_PASSAGE_
** Begin **
Another interesting question: Do all the vdevs of a given pool need to use the same label type? Could some vdevs be using the large labels, and others the small ones? There's no particular reason why not; the vdev config itself could store whether that vdev uses the large label. The pool-level detection would still be important for old versions of ZFS, so they could know the pool isn't compatible.

5 replies

tonyhutter Apr 10, 2025
Maintainer

Along those lines - if you had an existing mirrored pool with small labels, and you replaced some of the disks with larger drives, would the new drives get large labels?

tonyhutter Apr 10, 2025
Maintainer

If the answer is yes, what happens if the pool is 99.99999% full, and doesn't have the free space for even a 1GB large label. Would the mirror replacement just fail?

pcd1193182 Apr 10, 2025
Collaborator Author

Updating existing drives to use the new labels is pretty fraught. The simplest problem is that we might already have data written in the first GB (or last 512MiB) where we want the new labels to go. Moving it is not really an option. Because of the embedded slog, it might actually be possible in practice to get the free space, but even if we did, now the offsets for every block stored on that disk would be wrong.

Resilvering with larger drives is one of the only ways you could get away with it; you could shift the start of the data region back when we do the resilver, leaving the free GB at the start for the new label. It wouldn't matter how full the pool is, as long as the new drive was at least ~1.5GB larger than the old drive, since the allocatable space (the space between the labels) would be going up.
** End **
Location labeling records:
** Begin **
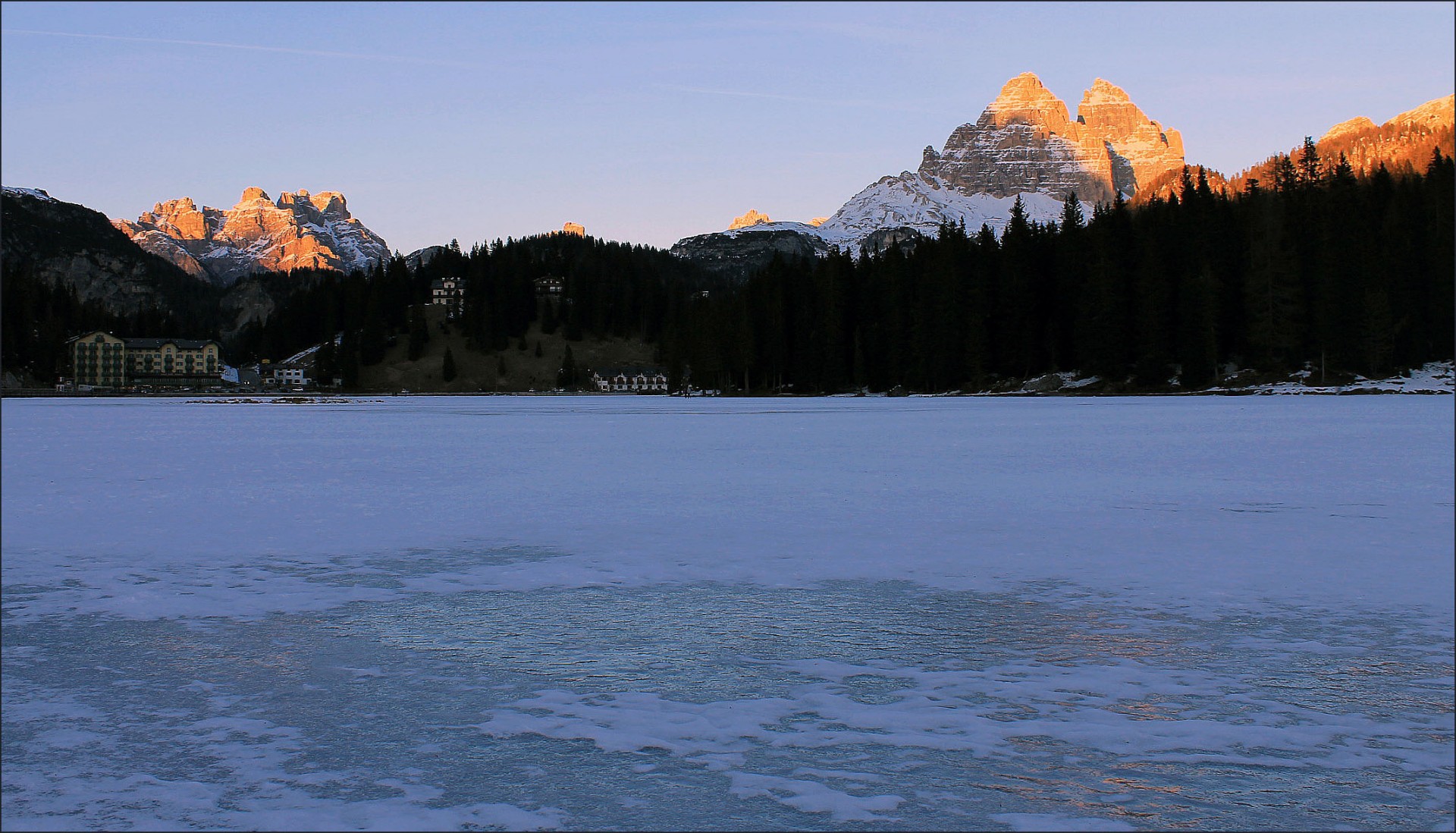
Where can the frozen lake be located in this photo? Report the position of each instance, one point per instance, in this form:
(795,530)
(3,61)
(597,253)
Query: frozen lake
** End **
_EXERCISE INSTRUCTIONS_
1 - After the ZFS label thread and the records, decide whether each statement agrees with the thread. Answer yes or no, and quote the deciding words.
(a) Moving existing data out of the way of the new labels is presented as a workable option.
(b) The opening post sees no particular reason why vdevs in one pool couldn't use different label types.
(c) Replacing drives through a resilver depends on how full the pool is.
2 - Answer these questions from the ZFS label thread, one line each:
(a) For what would pool-level detection still be important?
(b) What size of large label is mentioned in the question about a pool that is 99.99999% full?
(c) How much larger than the old drive must the new drive be when resilvering?
3 - Switch "mirror replacement" to "disk replacement" in the ZFS label thread, and give the part from "If the answer" to "replacement just fail?".

_FULL ANSWERS_
1 -
(a) No: "Moving it is not really an option."
(b) Yes: "There's no particular reason why not"
(c) No: "It wouldn't matter how full the pool is, as long as the new drive was at least ~1.5GB larger than the old drive"

2 -
(a) For old versions of ZFS, so they could know the pool isn't compatible.
(b) 1GB.
(c) At least ~1.5GB larger.

3 -
If the answer is yes, what happens if the pool is 99.99999% full, and doesn't have the free space for even a 1GB large label. Would the disk replacement just fail?